Text block:
We’re all just trying to figure out the Why, aren’t we.
Why do the things we do?
In the face of all else, all life’s paths and choices, why are you here doing this?
Are any of us who we were meant to be?
What we come to realise, of course, is that these questions have no ends. If you’re lucky, you find something that stops you pursuing the answer, even if only for a short while.
Chasing waves. Running through the woods. Slicing an arc through untracked snow. Creating something. Take your pick of vices.
These are the things that keep us going, the pursuit of momentary bliss, not lifelong contentment. And it’s the chase that’s important. You need to love the chase. Because we’ll never be satisfied, not really. No matter who we become, we’ll always want more.
But no-one tells you this. No-one tells you who you’re supposed to be.
Growing up, I never liked birthdays.
I didn’t admit this, because everyone else seemed to love them. Kids at school chittered in anticipation then ran round squealing, blowing conical horns and dropping cake crumbs everywhere.

Written request 1: In the essay about the Why, what did the writer never like while growing up?
Written request 2: Please continue the essay about the Why, starting after its final sentence.

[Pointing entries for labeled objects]
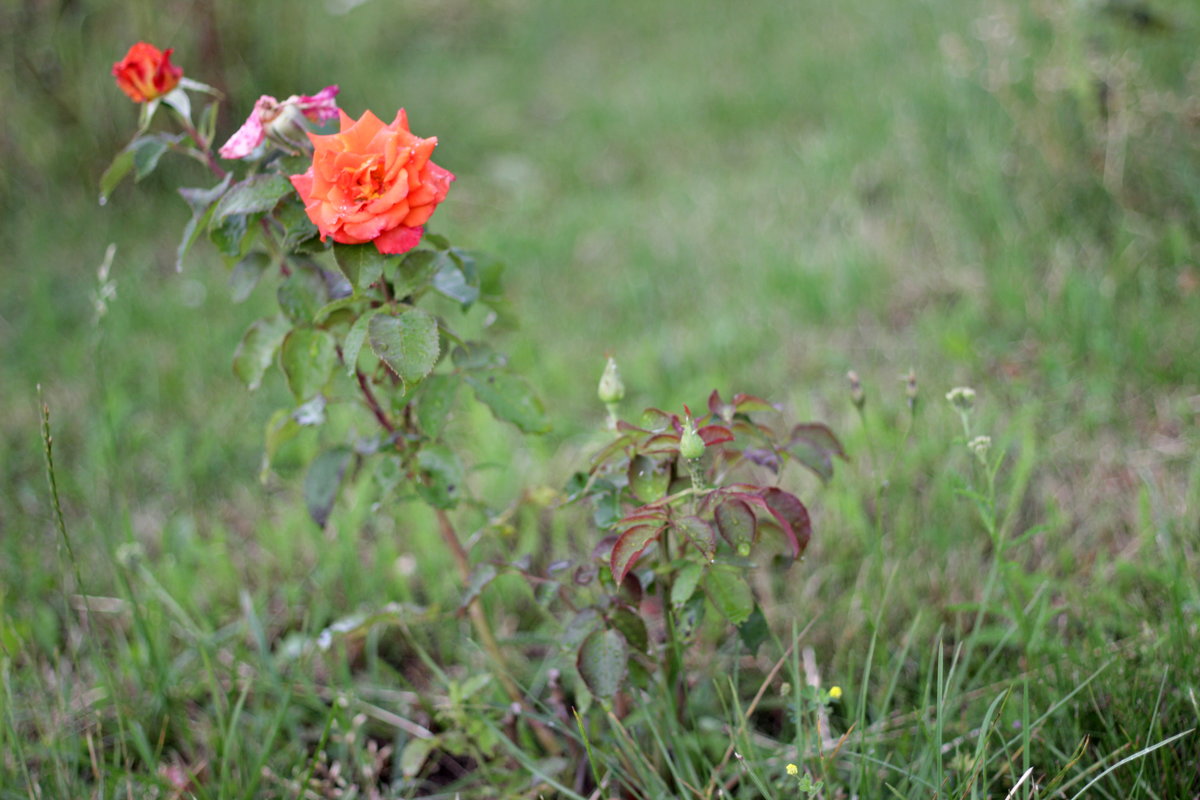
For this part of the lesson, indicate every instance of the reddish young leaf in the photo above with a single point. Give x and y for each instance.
(714, 434)
(815, 445)
(792, 517)
(629, 547)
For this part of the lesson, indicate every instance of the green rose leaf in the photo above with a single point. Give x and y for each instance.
(648, 479)
(298, 228)
(737, 523)
(301, 294)
(687, 579)
(307, 356)
(255, 194)
(415, 270)
(629, 547)
(322, 481)
(699, 533)
(361, 264)
(257, 349)
(406, 342)
(451, 282)
(433, 405)
(730, 594)
(510, 400)
(754, 631)
(246, 275)
(141, 157)
(815, 445)
(633, 627)
(603, 662)
(354, 340)
(442, 473)
(203, 203)
(229, 234)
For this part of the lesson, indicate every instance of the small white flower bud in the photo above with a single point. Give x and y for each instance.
(611, 389)
(961, 397)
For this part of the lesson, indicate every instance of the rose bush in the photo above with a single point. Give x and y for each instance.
(147, 73)
(372, 182)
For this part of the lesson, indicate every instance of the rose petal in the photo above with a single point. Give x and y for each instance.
(318, 107)
(250, 134)
(399, 240)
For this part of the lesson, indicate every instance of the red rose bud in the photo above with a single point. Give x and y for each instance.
(147, 73)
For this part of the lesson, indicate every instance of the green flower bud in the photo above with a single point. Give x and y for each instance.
(961, 397)
(856, 390)
(611, 389)
(691, 446)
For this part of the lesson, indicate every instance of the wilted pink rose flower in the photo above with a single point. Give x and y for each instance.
(270, 116)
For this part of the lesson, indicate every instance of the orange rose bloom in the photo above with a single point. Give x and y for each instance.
(147, 72)
(372, 182)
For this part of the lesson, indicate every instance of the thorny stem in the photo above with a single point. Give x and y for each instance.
(484, 630)
(373, 403)
(205, 148)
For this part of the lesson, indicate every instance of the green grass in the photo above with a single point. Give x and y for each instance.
(753, 199)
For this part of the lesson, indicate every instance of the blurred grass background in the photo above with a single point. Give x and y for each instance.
(751, 197)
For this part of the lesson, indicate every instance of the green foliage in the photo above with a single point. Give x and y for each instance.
(763, 198)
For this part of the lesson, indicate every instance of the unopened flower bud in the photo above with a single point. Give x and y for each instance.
(691, 446)
(910, 389)
(856, 390)
(961, 397)
(611, 389)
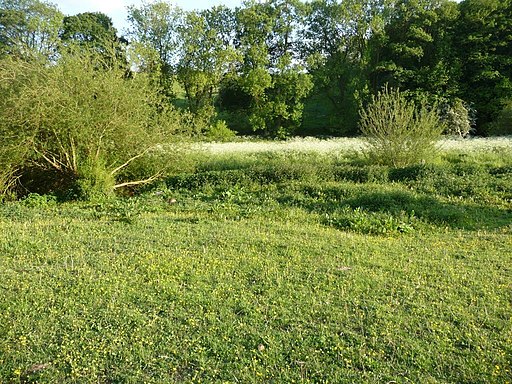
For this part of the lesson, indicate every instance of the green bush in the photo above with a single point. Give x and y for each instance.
(398, 131)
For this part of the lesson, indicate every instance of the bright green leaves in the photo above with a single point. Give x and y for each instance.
(29, 28)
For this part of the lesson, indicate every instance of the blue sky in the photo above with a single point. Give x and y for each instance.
(116, 9)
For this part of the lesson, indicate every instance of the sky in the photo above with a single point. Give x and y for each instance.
(116, 9)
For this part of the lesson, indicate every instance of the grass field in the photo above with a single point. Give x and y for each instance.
(276, 265)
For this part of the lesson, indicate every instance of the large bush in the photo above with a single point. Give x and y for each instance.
(81, 119)
(399, 131)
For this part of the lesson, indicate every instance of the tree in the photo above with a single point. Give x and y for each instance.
(414, 50)
(80, 120)
(484, 46)
(94, 31)
(206, 55)
(335, 42)
(155, 39)
(271, 73)
(29, 28)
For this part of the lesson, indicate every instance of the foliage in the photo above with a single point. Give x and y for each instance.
(81, 118)
(94, 31)
(154, 33)
(207, 53)
(503, 124)
(397, 131)
(272, 77)
(414, 49)
(459, 119)
(336, 46)
(485, 51)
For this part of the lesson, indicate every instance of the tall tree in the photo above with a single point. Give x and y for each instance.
(335, 41)
(413, 50)
(94, 31)
(29, 28)
(272, 75)
(155, 38)
(206, 55)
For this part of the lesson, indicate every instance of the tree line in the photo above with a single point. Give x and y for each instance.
(283, 67)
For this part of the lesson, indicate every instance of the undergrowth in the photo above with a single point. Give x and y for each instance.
(287, 268)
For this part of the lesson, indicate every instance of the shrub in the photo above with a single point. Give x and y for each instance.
(399, 132)
(83, 118)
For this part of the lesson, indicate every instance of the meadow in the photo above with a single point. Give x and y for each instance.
(269, 262)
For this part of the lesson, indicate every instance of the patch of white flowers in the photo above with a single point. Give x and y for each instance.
(334, 145)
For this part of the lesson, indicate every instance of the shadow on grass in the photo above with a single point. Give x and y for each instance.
(368, 211)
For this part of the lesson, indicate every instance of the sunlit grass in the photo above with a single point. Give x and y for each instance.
(258, 267)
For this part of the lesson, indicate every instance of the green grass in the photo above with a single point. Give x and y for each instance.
(268, 268)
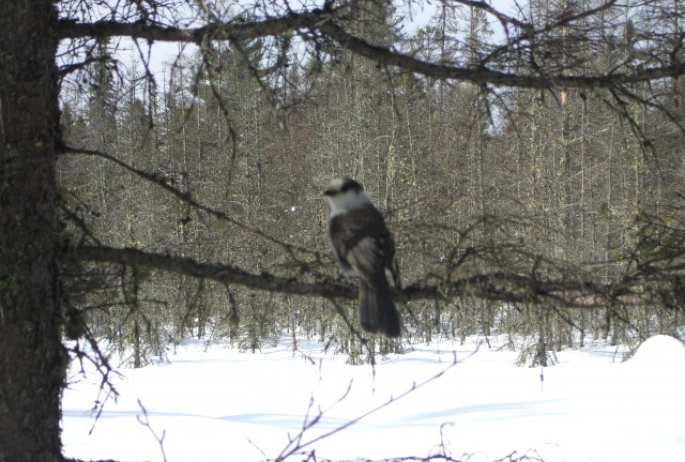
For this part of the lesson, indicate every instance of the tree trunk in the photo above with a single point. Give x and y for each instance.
(32, 359)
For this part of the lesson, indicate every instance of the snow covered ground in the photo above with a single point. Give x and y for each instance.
(224, 405)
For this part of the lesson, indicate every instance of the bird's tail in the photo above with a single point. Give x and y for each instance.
(377, 310)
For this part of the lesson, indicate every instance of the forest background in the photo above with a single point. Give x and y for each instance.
(538, 213)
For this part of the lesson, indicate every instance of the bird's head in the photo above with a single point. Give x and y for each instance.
(345, 194)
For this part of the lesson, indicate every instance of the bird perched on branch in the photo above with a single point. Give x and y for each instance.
(364, 249)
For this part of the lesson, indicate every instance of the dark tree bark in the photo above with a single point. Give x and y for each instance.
(32, 359)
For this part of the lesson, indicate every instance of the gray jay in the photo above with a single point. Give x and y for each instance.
(364, 249)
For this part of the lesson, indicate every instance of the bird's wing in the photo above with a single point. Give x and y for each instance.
(365, 244)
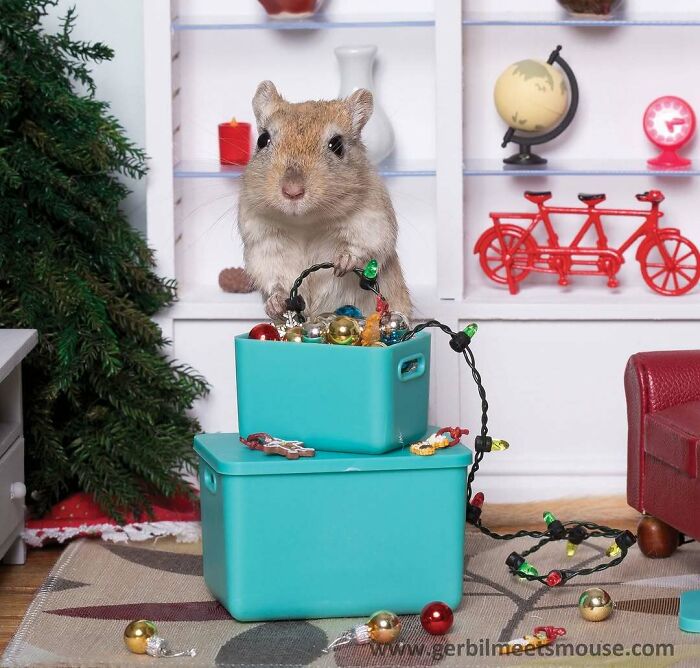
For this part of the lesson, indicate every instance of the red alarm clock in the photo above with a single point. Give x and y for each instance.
(669, 123)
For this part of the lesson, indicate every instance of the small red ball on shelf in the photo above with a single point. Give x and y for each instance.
(436, 618)
(264, 332)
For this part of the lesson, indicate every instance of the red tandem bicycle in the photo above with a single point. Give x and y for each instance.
(670, 263)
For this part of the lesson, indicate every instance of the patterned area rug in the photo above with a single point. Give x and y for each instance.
(79, 615)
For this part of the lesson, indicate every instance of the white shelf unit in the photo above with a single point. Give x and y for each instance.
(552, 358)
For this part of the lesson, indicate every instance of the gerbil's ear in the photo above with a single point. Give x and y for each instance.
(360, 104)
(265, 102)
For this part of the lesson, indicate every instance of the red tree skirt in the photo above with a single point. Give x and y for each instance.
(79, 516)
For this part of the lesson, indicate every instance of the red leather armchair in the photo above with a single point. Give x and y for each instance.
(663, 457)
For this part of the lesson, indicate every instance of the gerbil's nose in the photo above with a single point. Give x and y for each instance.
(293, 183)
(293, 190)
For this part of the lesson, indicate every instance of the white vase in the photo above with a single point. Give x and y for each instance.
(356, 65)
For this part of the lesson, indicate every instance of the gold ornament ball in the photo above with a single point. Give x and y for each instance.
(136, 635)
(343, 331)
(384, 627)
(294, 335)
(595, 605)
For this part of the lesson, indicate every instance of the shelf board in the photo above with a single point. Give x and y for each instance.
(496, 167)
(586, 299)
(532, 19)
(316, 22)
(211, 169)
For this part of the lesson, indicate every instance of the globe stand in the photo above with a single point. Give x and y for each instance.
(525, 157)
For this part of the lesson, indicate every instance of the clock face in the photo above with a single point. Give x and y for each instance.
(669, 122)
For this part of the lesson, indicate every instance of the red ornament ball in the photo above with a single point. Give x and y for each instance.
(264, 332)
(436, 618)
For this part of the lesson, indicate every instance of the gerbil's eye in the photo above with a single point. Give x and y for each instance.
(264, 140)
(336, 145)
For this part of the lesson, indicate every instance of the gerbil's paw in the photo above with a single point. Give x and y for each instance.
(276, 304)
(345, 263)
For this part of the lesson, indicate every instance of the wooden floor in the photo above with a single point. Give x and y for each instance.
(18, 584)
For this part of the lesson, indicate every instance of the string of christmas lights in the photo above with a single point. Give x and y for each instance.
(574, 532)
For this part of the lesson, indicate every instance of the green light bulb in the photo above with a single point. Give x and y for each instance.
(498, 445)
(471, 329)
(371, 270)
(548, 518)
(528, 569)
(613, 551)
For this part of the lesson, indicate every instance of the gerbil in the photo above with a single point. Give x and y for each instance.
(310, 195)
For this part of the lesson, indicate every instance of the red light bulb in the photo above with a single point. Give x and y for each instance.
(264, 332)
(554, 578)
(437, 618)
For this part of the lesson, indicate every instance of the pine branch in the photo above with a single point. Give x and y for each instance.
(107, 412)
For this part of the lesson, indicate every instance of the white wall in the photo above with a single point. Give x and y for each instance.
(119, 24)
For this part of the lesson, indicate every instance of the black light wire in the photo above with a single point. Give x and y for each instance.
(460, 342)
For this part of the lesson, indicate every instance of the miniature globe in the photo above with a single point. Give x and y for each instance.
(532, 96)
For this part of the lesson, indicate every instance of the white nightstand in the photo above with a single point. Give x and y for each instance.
(15, 344)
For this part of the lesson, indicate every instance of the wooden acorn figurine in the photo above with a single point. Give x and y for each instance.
(657, 539)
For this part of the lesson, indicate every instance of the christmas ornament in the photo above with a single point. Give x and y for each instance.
(445, 438)
(294, 335)
(343, 331)
(383, 627)
(595, 605)
(141, 637)
(623, 540)
(437, 618)
(314, 331)
(371, 270)
(541, 636)
(277, 446)
(288, 320)
(393, 325)
(554, 527)
(264, 332)
(518, 565)
(370, 333)
(349, 310)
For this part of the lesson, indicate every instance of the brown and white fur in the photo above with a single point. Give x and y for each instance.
(301, 203)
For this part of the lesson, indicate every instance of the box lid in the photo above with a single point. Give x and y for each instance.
(689, 614)
(227, 455)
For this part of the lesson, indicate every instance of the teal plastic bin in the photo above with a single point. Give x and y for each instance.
(337, 398)
(335, 535)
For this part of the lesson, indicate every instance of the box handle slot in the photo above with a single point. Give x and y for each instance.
(209, 480)
(411, 367)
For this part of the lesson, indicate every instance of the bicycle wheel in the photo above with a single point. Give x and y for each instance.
(494, 248)
(671, 265)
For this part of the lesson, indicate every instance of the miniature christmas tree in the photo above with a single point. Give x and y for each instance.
(105, 409)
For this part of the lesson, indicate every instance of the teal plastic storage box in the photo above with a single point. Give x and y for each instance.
(337, 398)
(333, 535)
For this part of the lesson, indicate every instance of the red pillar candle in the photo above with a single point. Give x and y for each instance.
(234, 143)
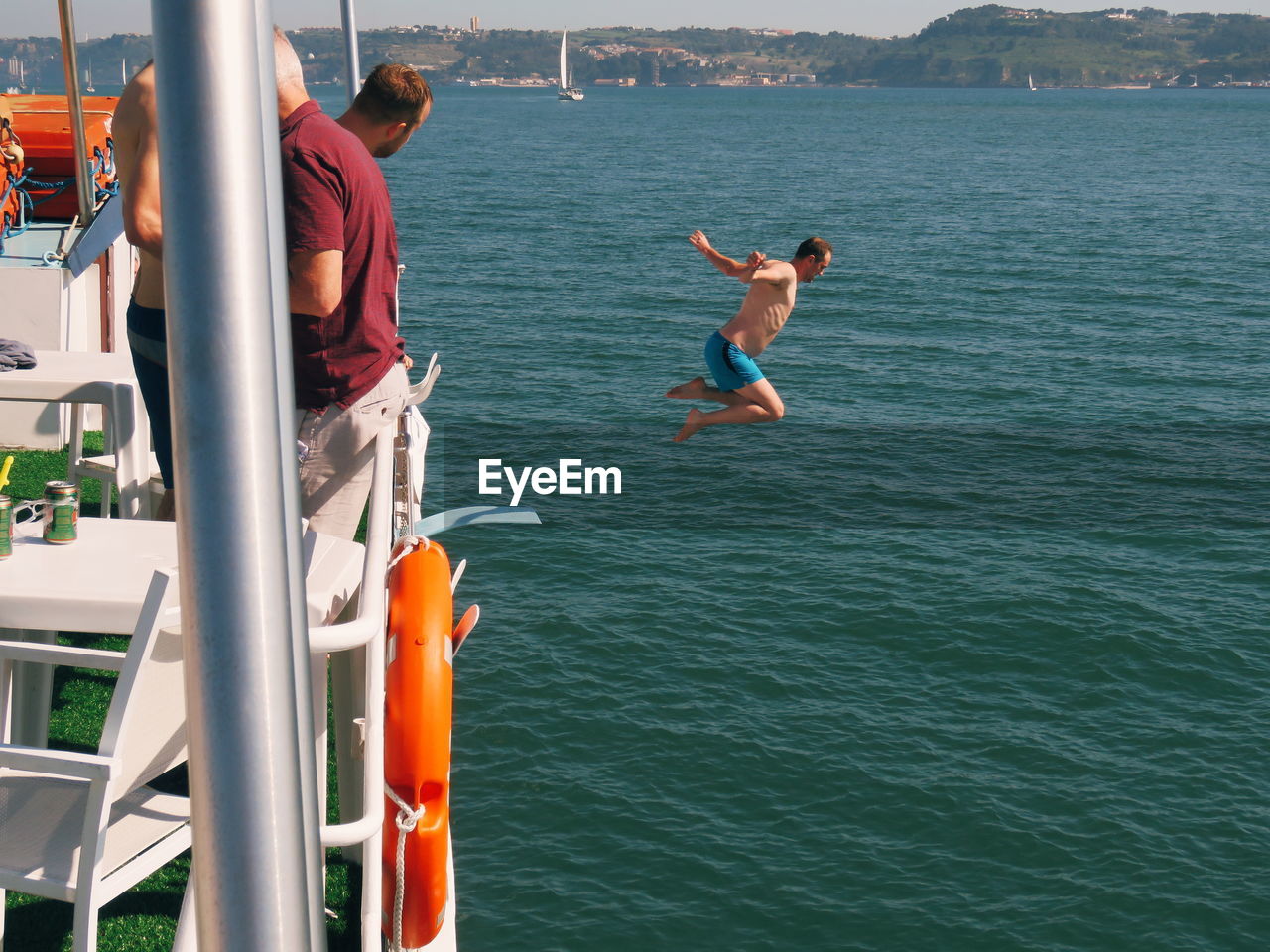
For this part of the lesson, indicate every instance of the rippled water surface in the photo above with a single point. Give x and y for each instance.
(966, 653)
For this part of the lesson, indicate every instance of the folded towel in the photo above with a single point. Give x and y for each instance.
(16, 356)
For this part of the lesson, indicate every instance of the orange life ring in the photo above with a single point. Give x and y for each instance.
(420, 698)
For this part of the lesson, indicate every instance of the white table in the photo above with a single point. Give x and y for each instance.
(72, 377)
(98, 583)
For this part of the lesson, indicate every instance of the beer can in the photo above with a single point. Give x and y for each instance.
(5, 527)
(62, 513)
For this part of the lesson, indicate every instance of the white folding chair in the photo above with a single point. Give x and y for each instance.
(84, 828)
(103, 467)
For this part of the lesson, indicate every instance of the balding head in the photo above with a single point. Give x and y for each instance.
(287, 73)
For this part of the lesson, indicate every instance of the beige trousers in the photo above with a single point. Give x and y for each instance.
(338, 454)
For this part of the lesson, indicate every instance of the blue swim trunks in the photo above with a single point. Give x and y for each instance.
(731, 367)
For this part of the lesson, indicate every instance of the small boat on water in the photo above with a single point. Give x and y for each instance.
(568, 93)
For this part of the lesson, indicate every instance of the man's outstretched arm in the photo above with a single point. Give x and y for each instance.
(728, 266)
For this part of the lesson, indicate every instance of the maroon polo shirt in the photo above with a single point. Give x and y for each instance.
(335, 199)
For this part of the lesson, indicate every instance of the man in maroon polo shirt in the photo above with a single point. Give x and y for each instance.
(349, 361)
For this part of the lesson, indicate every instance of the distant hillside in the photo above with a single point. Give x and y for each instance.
(983, 46)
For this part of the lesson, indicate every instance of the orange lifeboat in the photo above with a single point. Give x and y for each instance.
(418, 716)
(42, 126)
(10, 171)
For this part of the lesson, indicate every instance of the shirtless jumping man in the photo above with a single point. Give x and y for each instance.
(730, 353)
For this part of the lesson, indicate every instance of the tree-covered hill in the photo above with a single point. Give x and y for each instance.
(982, 46)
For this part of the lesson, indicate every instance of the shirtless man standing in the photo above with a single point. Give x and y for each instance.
(748, 395)
(136, 150)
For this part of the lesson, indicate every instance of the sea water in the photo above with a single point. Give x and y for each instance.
(969, 651)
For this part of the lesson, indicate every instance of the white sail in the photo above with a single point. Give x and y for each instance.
(567, 90)
(564, 71)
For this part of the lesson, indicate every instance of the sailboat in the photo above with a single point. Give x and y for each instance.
(568, 91)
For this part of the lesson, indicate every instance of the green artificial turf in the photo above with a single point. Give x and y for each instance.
(143, 919)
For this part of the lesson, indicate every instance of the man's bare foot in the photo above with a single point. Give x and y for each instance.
(694, 422)
(694, 390)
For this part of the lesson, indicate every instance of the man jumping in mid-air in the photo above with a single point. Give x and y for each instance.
(730, 353)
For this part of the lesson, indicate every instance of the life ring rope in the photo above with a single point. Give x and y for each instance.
(407, 820)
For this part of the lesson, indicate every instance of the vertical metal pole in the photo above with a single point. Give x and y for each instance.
(84, 184)
(352, 60)
(222, 249)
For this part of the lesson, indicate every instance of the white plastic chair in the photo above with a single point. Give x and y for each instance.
(84, 828)
(103, 467)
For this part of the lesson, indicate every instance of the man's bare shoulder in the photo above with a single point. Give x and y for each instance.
(776, 272)
(136, 107)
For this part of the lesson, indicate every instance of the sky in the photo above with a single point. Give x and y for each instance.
(879, 18)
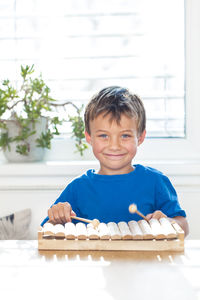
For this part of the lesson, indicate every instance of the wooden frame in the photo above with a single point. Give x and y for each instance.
(58, 241)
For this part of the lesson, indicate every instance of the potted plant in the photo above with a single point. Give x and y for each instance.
(26, 121)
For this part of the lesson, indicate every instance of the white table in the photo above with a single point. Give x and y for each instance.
(26, 273)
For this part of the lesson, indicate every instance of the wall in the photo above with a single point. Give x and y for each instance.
(36, 186)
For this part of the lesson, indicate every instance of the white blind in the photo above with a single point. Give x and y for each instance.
(82, 46)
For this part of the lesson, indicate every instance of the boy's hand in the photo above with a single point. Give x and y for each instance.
(60, 213)
(156, 215)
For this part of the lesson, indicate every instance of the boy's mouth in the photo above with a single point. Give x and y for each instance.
(114, 156)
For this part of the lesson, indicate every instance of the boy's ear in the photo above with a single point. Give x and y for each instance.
(141, 138)
(88, 137)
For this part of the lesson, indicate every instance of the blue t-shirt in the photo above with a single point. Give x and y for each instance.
(107, 197)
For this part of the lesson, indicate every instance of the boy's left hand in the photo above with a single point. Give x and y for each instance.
(156, 215)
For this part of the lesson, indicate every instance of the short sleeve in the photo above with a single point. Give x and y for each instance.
(166, 198)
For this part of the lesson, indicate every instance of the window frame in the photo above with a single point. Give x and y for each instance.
(155, 149)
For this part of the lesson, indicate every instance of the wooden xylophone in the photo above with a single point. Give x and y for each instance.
(132, 236)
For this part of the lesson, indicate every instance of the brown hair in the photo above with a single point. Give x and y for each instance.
(114, 101)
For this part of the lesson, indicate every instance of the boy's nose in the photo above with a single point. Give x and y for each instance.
(114, 144)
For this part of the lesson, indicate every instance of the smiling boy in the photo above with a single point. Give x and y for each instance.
(115, 125)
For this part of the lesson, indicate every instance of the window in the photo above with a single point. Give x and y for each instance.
(82, 46)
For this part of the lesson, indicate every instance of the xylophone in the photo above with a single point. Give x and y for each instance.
(155, 235)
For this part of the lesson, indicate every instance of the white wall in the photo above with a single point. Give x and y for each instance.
(37, 186)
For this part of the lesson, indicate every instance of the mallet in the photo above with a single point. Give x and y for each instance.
(133, 210)
(94, 222)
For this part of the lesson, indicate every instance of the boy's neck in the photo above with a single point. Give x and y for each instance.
(106, 171)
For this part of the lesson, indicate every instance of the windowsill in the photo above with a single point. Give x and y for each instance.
(51, 175)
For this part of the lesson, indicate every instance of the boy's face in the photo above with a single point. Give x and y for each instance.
(114, 145)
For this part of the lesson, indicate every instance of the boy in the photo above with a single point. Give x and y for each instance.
(115, 123)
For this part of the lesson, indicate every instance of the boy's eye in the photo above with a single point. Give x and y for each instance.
(104, 136)
(125, 136)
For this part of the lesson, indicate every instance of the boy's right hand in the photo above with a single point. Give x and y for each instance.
(60, 213)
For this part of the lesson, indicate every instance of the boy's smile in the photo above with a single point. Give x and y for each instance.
(114, 145)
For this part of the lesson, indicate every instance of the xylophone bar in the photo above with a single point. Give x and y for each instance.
(155, 235)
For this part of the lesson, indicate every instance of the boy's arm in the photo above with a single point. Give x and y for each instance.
(182, 222)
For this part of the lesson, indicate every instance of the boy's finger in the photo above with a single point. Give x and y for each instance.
(149, 216)
(62, 216)
(56, 216)
(73, 213)
(50, 215)
(67, 210)
(158, 214)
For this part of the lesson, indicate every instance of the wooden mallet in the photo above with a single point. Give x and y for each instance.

Task result 1: Birthdays.

Task result 2:
Too much colour, too much noise, too much forced expectation of happiness.
All I understood, the thing that rang true and clear as a gunshot in still air, was what it meant to be One.Year.Older.
Because I was waiting.
Waiting for the thing that felt like it was meant for me. Waiting for some kind of call to a hero’s journey, I suppose.
I think I expected my purpose to appear in a biblical flash of light. Probably I’d read too many stories. My world-view was shaped by Susan Cooper books. Fantastic things happened to people in stories, magical things. I wondered when the magic was going to happen for me.
And so every passing year was a ghost death of something I was still trying to understand. Time felt then, and it still does, like a forced march towards an opaque destination.
It’s the threat of nothingness. Not validation, nor acceptance, nor contentment.
Just
resounding
nothingness.
As the years went on I became ever more fatalistic, giving up the chase, becoming a boulder in a rushing stream. People, chances, decisions, interests, successes, failures - all seemed to flood by and disappear, and I rolled on to nowhere in particular.
Or that’s how it felt.
Eventually, I found myself in a town in the Highlands. Nowhere I’d gone deliberately. That was fifteen years ago now.
It wasn’t the life I’d imagined. Maybe it never is.
It wasn’t that I was unhappy. I had a job I enjoyed, met my partner, had kids, bought a house. Ticked all the boxes. But I still felt untethered, somehow. I still needed something to chase.
Then I started to run, and suddenly, there it was.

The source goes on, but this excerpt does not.